• [Work required]:
Could you copy, word for word, only the lines from the one containing "of the sky." through the last line of the records below, both included?

================================

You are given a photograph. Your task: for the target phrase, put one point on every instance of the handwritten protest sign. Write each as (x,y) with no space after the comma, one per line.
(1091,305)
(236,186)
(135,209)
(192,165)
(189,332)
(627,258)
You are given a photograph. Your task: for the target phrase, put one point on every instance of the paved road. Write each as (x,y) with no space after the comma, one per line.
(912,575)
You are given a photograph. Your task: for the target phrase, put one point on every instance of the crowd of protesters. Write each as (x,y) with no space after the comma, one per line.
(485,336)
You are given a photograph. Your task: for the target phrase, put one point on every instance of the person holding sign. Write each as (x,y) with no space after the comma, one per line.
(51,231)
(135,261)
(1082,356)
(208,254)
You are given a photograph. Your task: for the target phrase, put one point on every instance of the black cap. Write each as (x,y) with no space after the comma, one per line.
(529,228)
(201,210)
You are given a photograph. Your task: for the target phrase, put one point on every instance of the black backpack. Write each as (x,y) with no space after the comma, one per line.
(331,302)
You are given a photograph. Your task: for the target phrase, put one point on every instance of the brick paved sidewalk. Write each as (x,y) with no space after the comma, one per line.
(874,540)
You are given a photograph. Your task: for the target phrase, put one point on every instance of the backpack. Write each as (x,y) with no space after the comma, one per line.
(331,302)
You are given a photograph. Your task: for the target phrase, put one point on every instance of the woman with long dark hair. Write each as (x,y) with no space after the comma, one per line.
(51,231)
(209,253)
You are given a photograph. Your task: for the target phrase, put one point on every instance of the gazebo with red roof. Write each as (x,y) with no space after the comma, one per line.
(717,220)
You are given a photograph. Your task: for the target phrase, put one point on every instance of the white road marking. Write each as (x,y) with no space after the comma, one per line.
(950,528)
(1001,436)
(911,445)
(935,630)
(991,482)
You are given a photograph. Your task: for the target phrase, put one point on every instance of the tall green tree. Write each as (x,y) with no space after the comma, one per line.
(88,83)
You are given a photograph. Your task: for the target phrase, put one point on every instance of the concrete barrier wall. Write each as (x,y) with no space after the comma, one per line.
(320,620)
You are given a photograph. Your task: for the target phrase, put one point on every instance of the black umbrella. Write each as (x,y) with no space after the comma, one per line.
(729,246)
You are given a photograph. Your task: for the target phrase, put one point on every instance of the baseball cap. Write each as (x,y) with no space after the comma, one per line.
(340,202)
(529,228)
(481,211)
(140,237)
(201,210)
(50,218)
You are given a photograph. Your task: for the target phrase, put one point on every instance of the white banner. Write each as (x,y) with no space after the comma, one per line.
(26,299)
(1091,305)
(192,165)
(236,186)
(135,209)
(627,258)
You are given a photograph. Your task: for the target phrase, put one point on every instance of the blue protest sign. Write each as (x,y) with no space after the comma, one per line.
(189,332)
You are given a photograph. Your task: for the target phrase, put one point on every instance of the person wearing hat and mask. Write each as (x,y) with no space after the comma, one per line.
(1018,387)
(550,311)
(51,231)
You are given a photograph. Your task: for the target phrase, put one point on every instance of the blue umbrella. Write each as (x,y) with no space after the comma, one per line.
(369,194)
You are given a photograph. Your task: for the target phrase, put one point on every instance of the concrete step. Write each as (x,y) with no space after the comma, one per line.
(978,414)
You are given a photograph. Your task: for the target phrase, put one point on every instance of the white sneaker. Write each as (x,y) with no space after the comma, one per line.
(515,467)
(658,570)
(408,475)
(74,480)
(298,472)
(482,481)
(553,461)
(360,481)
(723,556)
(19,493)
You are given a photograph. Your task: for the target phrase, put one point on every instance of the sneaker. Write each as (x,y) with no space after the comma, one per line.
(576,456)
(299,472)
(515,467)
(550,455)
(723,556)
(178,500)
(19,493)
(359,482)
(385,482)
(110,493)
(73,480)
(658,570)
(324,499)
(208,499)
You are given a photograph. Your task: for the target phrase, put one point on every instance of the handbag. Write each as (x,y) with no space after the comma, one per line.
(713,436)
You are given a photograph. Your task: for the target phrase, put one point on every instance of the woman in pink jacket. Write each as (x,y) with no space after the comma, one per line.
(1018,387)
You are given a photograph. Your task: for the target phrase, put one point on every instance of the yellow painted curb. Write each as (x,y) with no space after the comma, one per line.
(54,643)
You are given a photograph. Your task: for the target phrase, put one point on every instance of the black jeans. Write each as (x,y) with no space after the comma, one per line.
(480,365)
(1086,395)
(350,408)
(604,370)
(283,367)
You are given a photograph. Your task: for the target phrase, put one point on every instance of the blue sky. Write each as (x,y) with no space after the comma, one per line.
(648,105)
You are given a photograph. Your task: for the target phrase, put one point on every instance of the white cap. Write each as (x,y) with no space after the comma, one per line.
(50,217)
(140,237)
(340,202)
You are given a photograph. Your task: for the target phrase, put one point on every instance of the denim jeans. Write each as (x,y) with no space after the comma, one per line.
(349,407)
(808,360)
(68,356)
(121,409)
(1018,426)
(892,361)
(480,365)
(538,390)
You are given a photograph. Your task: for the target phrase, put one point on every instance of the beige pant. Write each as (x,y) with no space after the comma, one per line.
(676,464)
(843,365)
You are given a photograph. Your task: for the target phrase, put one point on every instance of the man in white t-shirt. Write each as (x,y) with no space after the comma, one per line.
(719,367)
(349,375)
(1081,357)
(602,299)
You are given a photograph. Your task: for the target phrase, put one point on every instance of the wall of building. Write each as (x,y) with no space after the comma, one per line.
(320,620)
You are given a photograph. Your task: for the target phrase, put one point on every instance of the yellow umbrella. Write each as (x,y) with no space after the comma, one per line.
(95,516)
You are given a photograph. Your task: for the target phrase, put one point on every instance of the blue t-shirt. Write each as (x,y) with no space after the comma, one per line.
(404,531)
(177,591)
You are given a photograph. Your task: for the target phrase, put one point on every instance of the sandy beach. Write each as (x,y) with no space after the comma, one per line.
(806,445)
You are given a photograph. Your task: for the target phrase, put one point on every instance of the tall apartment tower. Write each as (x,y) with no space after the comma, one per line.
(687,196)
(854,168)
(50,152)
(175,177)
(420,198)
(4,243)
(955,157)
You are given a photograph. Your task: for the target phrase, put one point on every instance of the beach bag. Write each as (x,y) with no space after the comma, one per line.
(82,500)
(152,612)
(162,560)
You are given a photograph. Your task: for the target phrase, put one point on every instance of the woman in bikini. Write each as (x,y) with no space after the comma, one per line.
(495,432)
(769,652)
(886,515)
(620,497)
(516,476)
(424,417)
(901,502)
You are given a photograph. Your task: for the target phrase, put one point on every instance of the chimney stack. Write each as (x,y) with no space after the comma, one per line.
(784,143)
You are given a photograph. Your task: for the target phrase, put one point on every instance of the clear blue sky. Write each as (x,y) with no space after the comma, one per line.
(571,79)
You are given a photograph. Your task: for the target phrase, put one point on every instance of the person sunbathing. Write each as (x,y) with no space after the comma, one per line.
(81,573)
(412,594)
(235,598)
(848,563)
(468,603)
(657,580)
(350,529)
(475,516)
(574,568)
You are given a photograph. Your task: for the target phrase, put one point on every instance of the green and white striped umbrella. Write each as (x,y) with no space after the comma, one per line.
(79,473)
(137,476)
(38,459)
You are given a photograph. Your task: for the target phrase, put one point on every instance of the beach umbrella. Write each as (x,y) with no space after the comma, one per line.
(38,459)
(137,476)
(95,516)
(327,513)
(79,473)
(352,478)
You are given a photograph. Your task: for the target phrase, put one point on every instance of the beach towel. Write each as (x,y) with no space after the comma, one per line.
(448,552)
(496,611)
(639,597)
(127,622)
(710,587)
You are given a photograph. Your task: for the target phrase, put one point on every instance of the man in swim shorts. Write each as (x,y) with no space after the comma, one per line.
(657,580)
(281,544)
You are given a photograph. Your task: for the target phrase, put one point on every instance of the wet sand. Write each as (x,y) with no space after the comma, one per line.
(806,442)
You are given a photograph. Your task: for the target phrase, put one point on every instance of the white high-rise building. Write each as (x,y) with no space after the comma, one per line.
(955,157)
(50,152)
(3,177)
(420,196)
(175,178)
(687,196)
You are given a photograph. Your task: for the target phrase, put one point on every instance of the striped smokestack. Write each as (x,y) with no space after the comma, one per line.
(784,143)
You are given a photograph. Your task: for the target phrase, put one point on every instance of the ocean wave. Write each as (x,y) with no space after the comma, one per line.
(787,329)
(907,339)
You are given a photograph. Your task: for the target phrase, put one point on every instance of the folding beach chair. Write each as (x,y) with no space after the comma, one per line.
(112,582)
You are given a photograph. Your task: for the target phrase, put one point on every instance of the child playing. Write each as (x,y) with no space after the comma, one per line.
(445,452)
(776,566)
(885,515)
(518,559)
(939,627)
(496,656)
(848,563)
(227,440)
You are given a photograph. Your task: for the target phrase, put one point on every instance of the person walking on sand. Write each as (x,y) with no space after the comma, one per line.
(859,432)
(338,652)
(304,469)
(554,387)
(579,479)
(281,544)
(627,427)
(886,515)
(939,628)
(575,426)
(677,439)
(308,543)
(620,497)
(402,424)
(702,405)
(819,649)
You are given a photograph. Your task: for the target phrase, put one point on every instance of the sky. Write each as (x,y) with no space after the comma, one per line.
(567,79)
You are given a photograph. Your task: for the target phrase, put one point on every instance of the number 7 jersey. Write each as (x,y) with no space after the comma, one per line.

================================

• [Answer]:
You are given a photograph. Your task: for the target phrase, put one point on every instance of the sky. Write each as (x,y) with no space after the comma, one per line.
(567,79)
You are given a photograph. Your task: for the target phrase, put one point on every instance of the number 7 jersey. Write each as (x,y) with no space after the comma, one per line.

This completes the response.